• Written instruction: Copy the data below line for line, without changing anything.

(Source data)
* * *

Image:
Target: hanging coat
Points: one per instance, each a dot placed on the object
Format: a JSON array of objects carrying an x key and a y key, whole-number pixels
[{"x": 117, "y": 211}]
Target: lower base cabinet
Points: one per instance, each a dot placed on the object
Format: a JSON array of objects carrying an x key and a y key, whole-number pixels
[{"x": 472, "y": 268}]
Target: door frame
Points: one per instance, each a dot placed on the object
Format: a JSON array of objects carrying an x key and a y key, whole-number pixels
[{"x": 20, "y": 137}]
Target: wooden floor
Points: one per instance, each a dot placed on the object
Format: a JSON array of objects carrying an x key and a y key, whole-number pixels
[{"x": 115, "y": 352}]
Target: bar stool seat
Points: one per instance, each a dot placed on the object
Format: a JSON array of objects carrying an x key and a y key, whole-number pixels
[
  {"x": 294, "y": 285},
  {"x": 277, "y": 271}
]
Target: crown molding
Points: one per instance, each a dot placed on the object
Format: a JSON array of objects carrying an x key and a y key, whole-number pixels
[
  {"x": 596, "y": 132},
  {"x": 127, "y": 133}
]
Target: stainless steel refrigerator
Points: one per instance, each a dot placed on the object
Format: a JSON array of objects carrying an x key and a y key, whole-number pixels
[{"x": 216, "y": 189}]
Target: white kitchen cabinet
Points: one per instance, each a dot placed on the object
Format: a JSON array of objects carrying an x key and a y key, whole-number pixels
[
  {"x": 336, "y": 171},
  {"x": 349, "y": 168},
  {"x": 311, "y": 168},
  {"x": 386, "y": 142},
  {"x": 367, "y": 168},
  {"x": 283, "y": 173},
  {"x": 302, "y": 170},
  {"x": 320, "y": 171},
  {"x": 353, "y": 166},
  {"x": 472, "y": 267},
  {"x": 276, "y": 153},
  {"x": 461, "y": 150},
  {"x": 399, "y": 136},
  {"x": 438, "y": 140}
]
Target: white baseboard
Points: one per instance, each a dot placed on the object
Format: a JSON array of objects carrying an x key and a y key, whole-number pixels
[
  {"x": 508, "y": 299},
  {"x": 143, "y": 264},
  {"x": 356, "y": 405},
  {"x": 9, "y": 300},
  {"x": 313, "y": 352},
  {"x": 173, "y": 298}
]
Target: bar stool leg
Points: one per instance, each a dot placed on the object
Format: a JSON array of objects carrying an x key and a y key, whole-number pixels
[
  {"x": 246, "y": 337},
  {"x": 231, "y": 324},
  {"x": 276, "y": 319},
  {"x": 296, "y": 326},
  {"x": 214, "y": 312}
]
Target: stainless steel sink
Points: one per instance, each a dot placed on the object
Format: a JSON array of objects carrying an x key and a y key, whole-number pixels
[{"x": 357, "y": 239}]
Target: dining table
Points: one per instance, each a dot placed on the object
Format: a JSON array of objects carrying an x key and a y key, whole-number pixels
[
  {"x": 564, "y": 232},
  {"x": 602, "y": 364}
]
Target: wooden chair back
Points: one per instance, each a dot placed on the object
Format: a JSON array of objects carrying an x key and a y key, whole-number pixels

* * *

• Complete response:
Image:
Target: hanging coat
Points: one per instance, each a dot placed on the object
Format: a JSON array of objects carrying an x key and a y key, whole-number pixels
[{"x": 117, "y": 211}]
Target: lower base cabinet
Points: one per instance, each a dot placed on the object
Format: a JSON array of objects carrying an x key and a y key, whole-number pixels
[{"x": 472, "y": 268}]
Target: door frame
Points: one per instance, each a dot placed on the object
Format: a JSON array of objects carrying an x key and a y key, whole-number pixels
[{"x": 20, "y": 137}]
Target: wooden floor
Points: one per instance, each a dot placed on the object
Format: a JSON array of objects carrying an x key and a y key, whole-number pixels
[{"x": 115, "y": 352}]
Target: bar stool seat
Points: one per instance, each a dot placed on the object
Format: a JSON array of objects carrying an x key and a y key, whole-number pixels
[
  {"x": 294, "y": 285},
  {"x": 277, "y": 271}
]
Target: crown molding
Points: one per instance, each a dot placed on the object
Format: a JSON array of objects carrying an x key and a y key, whole-number pixels
[
  {"x": 596, "y": 132},
  {"x": 127, "y": 133}
]
Target: stainless steel refrigerator
Points: one per instance, each a dot placed on the object
Format: a JSON array of objects carrying an x key and a y key, whole-number pixels
[{"x": 216, "y": 189}]
Target: white kitchen cabinet
Points: one per instance, each a dot placed on the object
Format: a JSON array of objects carrying an x key and a y key, whole-number pixels
[
  {"x": 336, "y": 171},
  {"x": 349, "y": 168},
  {"x": 311, "y": 168},
  {"x": 386, "y": 142},
  {"x": 367, "y": 168},
  {"x": 283, "y": 173},
  {"x": 302, "y": 170},
  {"x": 320, "y": 171},
  {"x": 353, "y": 166},
  {"x": 472, "y": 267},
  {"x": 276, "y": 153},
  {"x": 461, "y": 150},
  {"x": 399, "y": 136},
  {"x": 438, "y": 140}
]
Target: white baseboard
Points: one per instance, each a dot placed on the object
Format: a JSON array of objects carrying an x key and a y key, whole-number pixels
[
  {"x": 508, "y": 299},
  {"x": 143, "y": 264},
  {"x": 356, "y": 405},
  {"x": 9, "y": 300},
  {"x": 313, "y": 352},
  {"x": 173, "y": 298}
]
Target: bar stool leg
Points: one per instance, each a dot placed on the object
Format: a JSON array of objects carrying an x key and a y key, whole-number pixels
[
  {"x": 246, "y": 337},
  {"x": 231, "y": 324},
  {"x": 276, "y": 319},
  {"x": 296, "y": 326},
  {"x": 214, "y": 312}
]
Target: stainless steel sink
Points: one per instance, each a dot placed on the object
Format: a JSON array of objects carrying an x key and a y key, whole-number pixels
[{"x": 357, "y": 239}]
Target: dining table
Points: one per instance, each a dot placed on the object
Format: a JSON array of objects carrying an x key and a y key, whole-number pixels
[
  {"x": 564, "y": 232},
  {"x": 602, "y": 364}
]
Target: wooden chair back
Points: one per instance, each a dot placed on the object
Format: a JSON array of objects carrying an x key and a y key, whole-number pixels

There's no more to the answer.